→ WRITTEN INSTRUCTION: Copy the listing below line for line, with nothing altered.

####

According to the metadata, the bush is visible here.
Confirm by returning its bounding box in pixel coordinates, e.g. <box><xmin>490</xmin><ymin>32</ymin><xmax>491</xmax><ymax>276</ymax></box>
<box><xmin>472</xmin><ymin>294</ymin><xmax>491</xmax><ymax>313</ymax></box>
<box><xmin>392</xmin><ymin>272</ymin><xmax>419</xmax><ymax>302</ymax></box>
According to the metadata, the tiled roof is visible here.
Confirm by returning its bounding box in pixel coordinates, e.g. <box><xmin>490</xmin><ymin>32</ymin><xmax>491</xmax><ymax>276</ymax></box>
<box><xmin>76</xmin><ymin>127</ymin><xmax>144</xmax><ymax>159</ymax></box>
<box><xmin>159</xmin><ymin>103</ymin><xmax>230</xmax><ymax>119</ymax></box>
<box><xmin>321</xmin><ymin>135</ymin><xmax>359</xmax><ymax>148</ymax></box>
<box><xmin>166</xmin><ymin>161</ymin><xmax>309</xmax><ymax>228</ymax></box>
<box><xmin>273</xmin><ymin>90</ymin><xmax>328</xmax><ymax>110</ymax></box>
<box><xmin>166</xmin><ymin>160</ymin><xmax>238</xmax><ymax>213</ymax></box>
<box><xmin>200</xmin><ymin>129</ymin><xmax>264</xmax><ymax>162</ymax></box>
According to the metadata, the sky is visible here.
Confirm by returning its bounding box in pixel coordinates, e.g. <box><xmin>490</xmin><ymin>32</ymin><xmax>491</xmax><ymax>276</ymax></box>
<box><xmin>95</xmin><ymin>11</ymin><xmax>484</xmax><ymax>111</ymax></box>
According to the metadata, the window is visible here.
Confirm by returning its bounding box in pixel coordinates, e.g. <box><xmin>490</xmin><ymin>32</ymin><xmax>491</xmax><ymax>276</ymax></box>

####

→ SOLUTION TO THIS TASK:
According to the metadata, the bush is visible here.
Confirm by returning its bounding box in pixel coordinates, e.g. <box><xmin>490</xmin><ymin>32</ymin><xmax>491</xmax><ymax>276</ymax></box>
<box><xmin>472</xmin><ymin>294</ymin><xmax>491</xmax><ymax>313</ymax></box>
<box><xmin>392</xmin><ymin>272</ymin><xmax>419</xmax><ymax>302</ymax></box>
According to the metadata, the tiled roof is visible here.
Confirm by returning its bounding box in pixel coordinates, e.g. <box><xmin>490</xmin><ymin>32</ymin><xmax>491</xmax><ymax>276</ymax></box>
<box><xmin>76</xmin><ymin>127</ymin><xmax>144</xmax><ymax>159</ymax></box>
<box><xmin>159</xmin><ymin>103</ymin><xmax>230</xmax><ymax>119</ymax></box>
<box><xmin>321</xmin><ymin>135</ymin><xmax>359</xmax><ymax>148</ymax></box>
<box><xmin>166</xmin><ymin>161</ymin><xmax>309</xmax><ymax>228</ymax></box>
<box><xmin>273</xmin><ymin>90</ymin><xmax>328</xmax><ymax>110</ymax></box>
<box><xmin>166</xmin><ymin>160</ymin><xmax>238</xmax><ymax>213</ymax></box>
<box><xmin>200</xmin><ymin>129</ymin><xmax>264</xmax><ymax>162</ymax></box>
According to the metadata, the sky is visible here.
Confirm by returning its bounding box in pixel coordinates, e.g. <box><xmin>490</xmin><ymin>32</ymin><xmax>491</xmax><ymax>276</ymax></box>
<box><xmin>95</xmin><ymin>11</ymin><xmax>484</xmax><ymax>111</ymax></box>
According to the metadata, the window is visible here.
Confirm by returning its bounding box in pixel coordinates, e.g. <box><xmin>490</xmin><ymin>32</ymin><xmax>491</xmax><ymax>276</ymax></box>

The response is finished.